DOCUMENTO DE ORIGEM —
▼

No ano passado, as lideranças do povo assinaram um convênio com a Universidade de São Paulo (USP) e com o Museu Britânico, da Inglaterra, para a criação de um museu, o “Memorial Jiré: a história Tenharim através da cultura material de seus anciãos”, que vai funcionar na TI Tenharim/Marmelos. O museu é um espaço para manter viva a cultura e a memória ancestral Tenharim, e uma homenagem a Jiré, importante liderança já falecida.

Antônio Tenharim cobra que esse reconhecimento seja feito com participação da Fundação Nacional dos Povos Indígenas (Funai) e da associação que representa a comunidade, que também é responsável pela jurisdição do território.

“Nós vamos construir o museu indígena na aldeia central do povo Tenharim [Marmelos]. Esse museu vai ter uma importância muito grande, vai registrar o histórico do povo Tenharim, os nossos acessórios e os materiais, tudo que pertence ao nosso território. Esse museu vai ser um centro de arqueologia no território Tenharim”, manifestou a liderança.

▲

DADOS BRUTOS —
▼

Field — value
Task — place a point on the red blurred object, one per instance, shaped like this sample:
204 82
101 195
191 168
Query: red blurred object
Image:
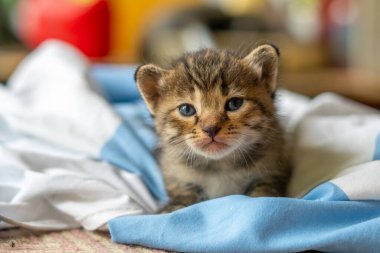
83 23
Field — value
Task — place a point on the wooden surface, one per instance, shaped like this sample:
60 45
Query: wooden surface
77 240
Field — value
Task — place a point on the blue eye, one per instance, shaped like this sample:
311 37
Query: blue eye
234 103
187 110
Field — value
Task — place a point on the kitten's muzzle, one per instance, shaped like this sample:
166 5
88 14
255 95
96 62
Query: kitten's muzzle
211 131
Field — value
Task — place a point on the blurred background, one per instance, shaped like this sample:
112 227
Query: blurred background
326 45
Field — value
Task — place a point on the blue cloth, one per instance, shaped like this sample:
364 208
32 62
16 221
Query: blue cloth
116 81
132 146
325 219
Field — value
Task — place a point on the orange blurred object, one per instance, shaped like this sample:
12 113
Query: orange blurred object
131 19
83 23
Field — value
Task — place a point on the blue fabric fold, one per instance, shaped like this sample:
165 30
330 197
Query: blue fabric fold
324 220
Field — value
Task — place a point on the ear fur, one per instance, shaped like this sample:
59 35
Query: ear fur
148 79
264 60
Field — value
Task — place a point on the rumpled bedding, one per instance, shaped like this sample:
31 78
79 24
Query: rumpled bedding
77 150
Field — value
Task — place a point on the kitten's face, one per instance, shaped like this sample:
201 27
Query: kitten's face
213 104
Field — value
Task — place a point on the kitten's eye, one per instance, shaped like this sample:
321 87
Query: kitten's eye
186 110
234 103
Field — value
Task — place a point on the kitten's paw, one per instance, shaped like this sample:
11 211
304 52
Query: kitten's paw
171 208
265 191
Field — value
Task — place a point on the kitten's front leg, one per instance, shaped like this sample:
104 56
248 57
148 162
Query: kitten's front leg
182 195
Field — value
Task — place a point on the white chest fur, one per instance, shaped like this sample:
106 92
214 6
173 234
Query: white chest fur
222 183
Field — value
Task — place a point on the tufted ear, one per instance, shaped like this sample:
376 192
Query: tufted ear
264 60
148 78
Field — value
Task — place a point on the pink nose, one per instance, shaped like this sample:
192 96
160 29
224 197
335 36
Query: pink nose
212 130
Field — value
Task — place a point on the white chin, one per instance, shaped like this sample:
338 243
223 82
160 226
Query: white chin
214 151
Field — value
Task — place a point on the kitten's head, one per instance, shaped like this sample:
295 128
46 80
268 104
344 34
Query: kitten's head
213 103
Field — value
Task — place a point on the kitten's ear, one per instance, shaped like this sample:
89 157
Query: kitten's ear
264 60
148 81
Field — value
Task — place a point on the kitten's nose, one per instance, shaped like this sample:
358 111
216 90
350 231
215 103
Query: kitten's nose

▲

EXERCÍCIOS —
#1 Reescreva o trecho do texto sobre o Memorial Jiré que começa em "Antônio Tenharim cobra" e termina após "jurisdição do território.", trocando "associação" por "entidade".
#2 Segundo o texto sobre o Memorial Jiré, com quais instituições as lideranças do povo assinaram o convênio para a criação do museu?

RESPOSTAS POR TAREFA —
#1
Antônio Tenharim cobra que esse reconhecimento seja feito com participação da Fundação Nacional dos Povos Indígenas (Funai) e da entidade que representa a comunidade, que também é responsável pela jurisdição do território.

#2 Com a Universidade de São Paulo (USP) e com o Museu Britânico, da Inglaterra.